- Dataset records
----------

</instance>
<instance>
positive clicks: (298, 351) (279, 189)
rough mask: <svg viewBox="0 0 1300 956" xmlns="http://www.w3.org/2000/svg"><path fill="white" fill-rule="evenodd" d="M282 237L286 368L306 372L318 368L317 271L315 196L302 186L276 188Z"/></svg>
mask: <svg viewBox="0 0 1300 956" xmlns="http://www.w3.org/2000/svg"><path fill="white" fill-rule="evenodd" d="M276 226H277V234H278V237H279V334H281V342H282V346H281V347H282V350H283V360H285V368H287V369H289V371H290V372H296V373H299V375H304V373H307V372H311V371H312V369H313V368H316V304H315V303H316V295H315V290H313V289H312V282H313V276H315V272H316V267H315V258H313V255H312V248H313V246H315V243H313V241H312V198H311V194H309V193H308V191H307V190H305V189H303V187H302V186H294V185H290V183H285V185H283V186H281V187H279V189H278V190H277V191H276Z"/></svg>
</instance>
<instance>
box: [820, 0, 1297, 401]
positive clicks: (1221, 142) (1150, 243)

----------

- Task description
Determine how many lines of the data above contain the string "clicks", and give the result with nothing else.

- Written solution
2